Extracted records
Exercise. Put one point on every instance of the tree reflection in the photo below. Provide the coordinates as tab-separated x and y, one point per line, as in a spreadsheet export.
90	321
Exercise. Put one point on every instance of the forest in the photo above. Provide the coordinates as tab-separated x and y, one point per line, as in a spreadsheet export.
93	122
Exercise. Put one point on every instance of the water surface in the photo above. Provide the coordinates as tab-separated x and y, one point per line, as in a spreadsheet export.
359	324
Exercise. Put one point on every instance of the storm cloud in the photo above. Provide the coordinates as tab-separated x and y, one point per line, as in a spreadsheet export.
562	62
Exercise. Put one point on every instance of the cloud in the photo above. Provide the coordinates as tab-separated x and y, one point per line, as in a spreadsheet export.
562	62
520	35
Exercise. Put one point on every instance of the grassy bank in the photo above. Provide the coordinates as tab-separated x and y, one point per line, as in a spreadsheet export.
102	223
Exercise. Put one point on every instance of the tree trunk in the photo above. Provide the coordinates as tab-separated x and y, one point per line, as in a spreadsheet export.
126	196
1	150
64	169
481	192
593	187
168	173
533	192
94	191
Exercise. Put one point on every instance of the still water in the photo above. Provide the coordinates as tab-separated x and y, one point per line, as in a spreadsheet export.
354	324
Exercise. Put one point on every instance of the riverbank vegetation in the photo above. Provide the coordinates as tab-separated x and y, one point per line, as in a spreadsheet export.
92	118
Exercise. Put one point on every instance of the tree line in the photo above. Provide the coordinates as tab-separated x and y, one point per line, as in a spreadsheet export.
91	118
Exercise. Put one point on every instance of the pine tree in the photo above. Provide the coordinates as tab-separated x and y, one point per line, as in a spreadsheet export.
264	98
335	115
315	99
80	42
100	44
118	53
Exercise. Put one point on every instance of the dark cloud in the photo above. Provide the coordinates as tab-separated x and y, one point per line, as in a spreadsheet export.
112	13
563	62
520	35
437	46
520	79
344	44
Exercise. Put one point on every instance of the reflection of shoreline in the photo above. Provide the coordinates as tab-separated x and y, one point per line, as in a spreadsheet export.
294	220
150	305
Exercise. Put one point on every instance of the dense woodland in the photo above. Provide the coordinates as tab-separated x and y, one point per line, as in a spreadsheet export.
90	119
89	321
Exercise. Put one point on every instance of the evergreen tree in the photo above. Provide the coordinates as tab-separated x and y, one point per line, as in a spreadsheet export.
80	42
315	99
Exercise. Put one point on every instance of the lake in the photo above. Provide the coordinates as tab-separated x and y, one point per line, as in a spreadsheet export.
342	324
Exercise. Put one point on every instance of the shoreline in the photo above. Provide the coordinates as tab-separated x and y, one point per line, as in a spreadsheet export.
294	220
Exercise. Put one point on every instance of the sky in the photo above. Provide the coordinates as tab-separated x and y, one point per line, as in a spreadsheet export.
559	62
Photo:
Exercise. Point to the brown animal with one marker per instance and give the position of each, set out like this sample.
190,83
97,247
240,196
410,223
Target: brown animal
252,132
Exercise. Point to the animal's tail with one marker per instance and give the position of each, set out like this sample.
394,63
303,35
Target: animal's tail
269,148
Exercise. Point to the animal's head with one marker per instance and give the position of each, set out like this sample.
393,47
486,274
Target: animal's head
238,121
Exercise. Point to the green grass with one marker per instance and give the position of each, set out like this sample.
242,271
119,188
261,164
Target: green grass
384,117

**GOAL OF THE EXERCISE**: Print each line above exactly as it stands.

**TASK RESPONSE**:
Exercise. Put one point on every instance of the tree reflection in the photo below. Provide the coordinates as tab-separated x and y, one point per line, as in a spreadsheet export.
90	321
Exercise. Put one point on every instance of the forest in the photo above. Provide the coordinates as tab-separated x and y, one point per line, as in a spreadsheet export.
93	122
Exercise. Put one point on every instance of the water surface in the photo above. Provide the coordinates as tab-separated x and y, one point per line, as in a spreadsheet export.
359	324
Exercise. Put one point on every instance of the storm cloud in the photo above. Provide the coordinates as tab-separated x and y, one point per line, as in a spreadsheet export.
562	62
Exercise. Put one point on every instance of the cloud in the photo above. Provide the coordinates as tab-separated x and y, one point per line, as in a spreadsheet export.
562	62
520	35
Exercise. Put one point on every instance of the grassy bank in the photo above. Provide the coordinates as tab-separated x and y, one point per line, as in a spreadsheet export.
102	223
Exercise. Put one point on every instance of the tree trunk in the photo above. Provide the coordinates as tab-separated x and y, one point per line, as in a spreadsheet export.
126	196
1	150
64	169
481	192
593	187
168	173
533	192
94	191
Exercise. Put one point on every instance of the still water in the photo above. Provide the coordinates as tab-separated x and y, one point per line, as in a spreadsheet export.
354	324
Exercise. Put one point on every instance of the riverbank vegetation in the photo above. Provide the coordinates as tab-separated x and y, one point per line, as in a spreadsheet export.
92	118
Exercise. Put one point on every instance of the tree line in the photo above. Provide the coordinates as tab-separated x and y, one point per line, as in a spreadsheet export.
91	118
Exercise. Put one point on every instance of the pine tree in the photo above. Provide the coordinates as tab-separated x and y, one point per line, as in a spreadsheet export.
264	98
335	115
315	99
80	42
100	44
118	53
Exercise. Put one point on every instance of the dark cloud in the photo above. Provide the coordinates as tab-separated x and y, one point per line, as in a spreadsheet export.
112	13
563	62
520	35
437	46
520	79
344	44
Exercise. Put one point on every instance of the reflection of shoreline in the photo above. Provide the coordinates as tab-separated x and y, one point per line, as in a spreadsheet export.
294	220
150	305
Exercise. Put one point on every instance of the dense woodland in the photo above. Provide the coordinates as tab-separated x and y, one point per line, as in a spreadsheet export.
90	119
89	321
Exercise. Put one point on every instance of the evergreen tree in the photo above. Provide the coordinates as tab-separated x and y, one point per line, as in a spreadsheet export.
80	42
315	99
Exercise. Put one point on every instance of the lake in the photo above. Provide the coordinates as tab-separated x and y, one point per line, as in a spreadsheet export.
342	324
Exercise. Put one point on every instance of the shoreline in the photo above. Provide the coordinates as tab-separated x and y, one point per line, as in a spreadsheet export.
294	220
Exercise. Put one point on every instance of the sky in the photo above. Provide the coordinates as tab-separated x and y, one point per line, as in a spreadsheet export.
559	62
Photo:
Exercise. Point to the brown animal with one marker per instance and give the position of each, set out like this sample.
190,83
97,247
240,196
410,223
Target: brown animal
252,132
Exercise. Point to the animal's tail with one marker per instance and give the position of each, set out like this sample.
394,63
303,35
Target: animal's tail
269,148
Exercise. Point to the animal's head with one marker per instance and give the position of each, set out like this sample.
393,47
486,274
Target: animal's head
238,121
Exercise. Point to the green grass with one marker per instance and give the position of each, set out like this sample.
242,271
119,188
261,164
Target: green grass
384,117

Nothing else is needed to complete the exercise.